> **Exercise text**
The return of the China Tech Fair also bolsters the country’s efforts to rebuild its economy. China was the first major economy to return to growth amid the disruption caused by the coronavirus pandemic, growing 3.2 per cent in the second quarter compared to a year earlier after a record 6.8 per cent contraction in the first quarter.
At the fair, Shenzhen-based Intellifusion presented its AI-powered public health systems, which identify people captured by its surveillance cameras deployed at pharmacies, hospitals and various public areas.
“Our pandemic-prevention solution builds a three-tier system,” a company spokeswoman said.
“At the micro level, people with abnormal temperature are detected in real-time; at the mid-level, we trace the trajectory of the people infected and find others who they are in close contact with; and at the macro level, we analyse the distribution of the affected individuals.”
She said Intellifusion, which raised 1 billion yuan (US$151 million) in its latest funding round in April, has worked with local authorities to analyse the trajectory and spread of infection.

> **Information**

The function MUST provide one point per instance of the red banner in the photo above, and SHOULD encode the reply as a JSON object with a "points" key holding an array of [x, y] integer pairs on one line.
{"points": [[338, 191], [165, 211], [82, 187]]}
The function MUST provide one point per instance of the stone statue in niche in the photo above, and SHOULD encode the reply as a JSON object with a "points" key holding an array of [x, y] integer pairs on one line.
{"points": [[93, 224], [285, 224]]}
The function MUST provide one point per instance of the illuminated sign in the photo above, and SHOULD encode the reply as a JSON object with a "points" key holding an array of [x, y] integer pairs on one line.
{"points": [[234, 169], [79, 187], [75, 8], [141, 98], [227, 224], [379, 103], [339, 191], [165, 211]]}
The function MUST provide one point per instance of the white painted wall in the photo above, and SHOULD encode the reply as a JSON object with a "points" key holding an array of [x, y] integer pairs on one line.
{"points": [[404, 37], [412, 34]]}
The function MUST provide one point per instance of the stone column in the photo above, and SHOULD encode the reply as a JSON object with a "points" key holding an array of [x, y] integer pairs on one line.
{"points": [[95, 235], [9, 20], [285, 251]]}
--
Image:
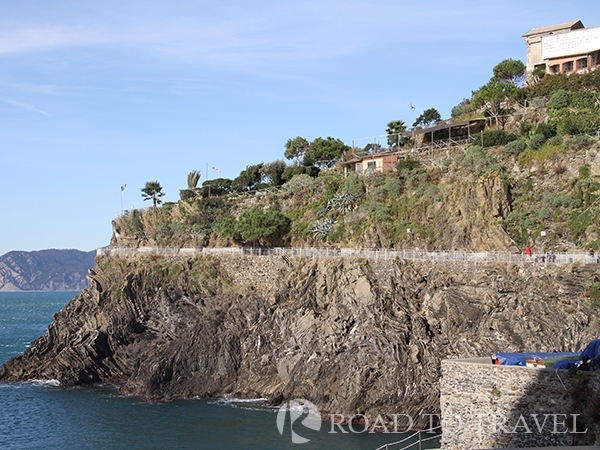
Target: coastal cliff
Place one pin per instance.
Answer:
---
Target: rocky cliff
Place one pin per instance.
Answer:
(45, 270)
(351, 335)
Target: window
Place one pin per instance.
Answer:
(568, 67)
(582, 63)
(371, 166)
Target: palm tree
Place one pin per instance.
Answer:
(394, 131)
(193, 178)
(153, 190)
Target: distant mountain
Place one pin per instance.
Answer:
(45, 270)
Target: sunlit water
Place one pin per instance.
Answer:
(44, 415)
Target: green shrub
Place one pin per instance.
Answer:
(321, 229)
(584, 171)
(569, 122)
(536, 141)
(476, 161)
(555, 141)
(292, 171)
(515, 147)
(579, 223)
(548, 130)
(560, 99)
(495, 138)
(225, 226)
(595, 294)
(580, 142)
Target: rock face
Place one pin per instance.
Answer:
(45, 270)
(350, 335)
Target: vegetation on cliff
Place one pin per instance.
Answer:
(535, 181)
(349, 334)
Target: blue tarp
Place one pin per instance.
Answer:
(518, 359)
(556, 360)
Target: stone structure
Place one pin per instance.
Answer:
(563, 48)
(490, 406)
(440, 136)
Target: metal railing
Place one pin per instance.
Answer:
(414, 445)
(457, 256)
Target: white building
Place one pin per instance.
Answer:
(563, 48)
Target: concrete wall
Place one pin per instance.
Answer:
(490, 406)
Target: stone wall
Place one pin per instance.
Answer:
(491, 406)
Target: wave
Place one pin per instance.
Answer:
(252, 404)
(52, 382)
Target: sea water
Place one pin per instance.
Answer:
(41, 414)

> **Questions on the material**
1) In the text about the China Tech Fair, how much money did Intellifusion raise in its latest funding round?
2) Continue the text about the China Tech Fair from where it stops.

> **Answers to the problems**
1) 1 billion yuan (US$151 million)

2)
During the peak of the pandemic earlier this year, the local governments of Guangdong, Zhejiang and other provinces required pharmacies to register people who buy any medicine for cough or fever, and pass their information to local disease control authorities when necessary.
“Intellifusion’s pandemic prevention and control platform now provides an effective and feasible smart city solution for urban public health emergency systems,” the company spokeswoman said.
Another Shenzhen-based firm, Kuang-chi Technology, showed an AI-based helmet at the fair. The helmet is designed to help measure the body temperature of individuals in public areas.
Infrared cameras on the helmet enable the wearer to measure the temperature of people from up to five metres away. The helmet, which can be linked to Wi-fi and 5G networks, is also equipped with facial recognition technology. In addition, it can scan health QR codes, a widely used method for contact tracing in China.
The helmet was first launched in November last year, but was later updated with other functions after the pandemic broke out, according to a Kuang-chi spokesman. The device is now used at airports, shopping malls and parks in more than 20 provinces across China. The company has also shipped it to 36 countries around the world, including Italy, Russia and Indonesia.
A major trend that emerged from the pandemic in China is the use of robots, which help to reduce human contact to a minimum. Robots are used for ultraviolet disinfection as well as delivery of food and medicine.
At the China Hi-Tech Fair, the Shenzhen Hospital of Southern Medical University presented the robot it uses to conduct nucleic acid testing. The device is designed to complete the process of patient identification, collection of sampling tools, self-service sampling and storage of samples without human intervention.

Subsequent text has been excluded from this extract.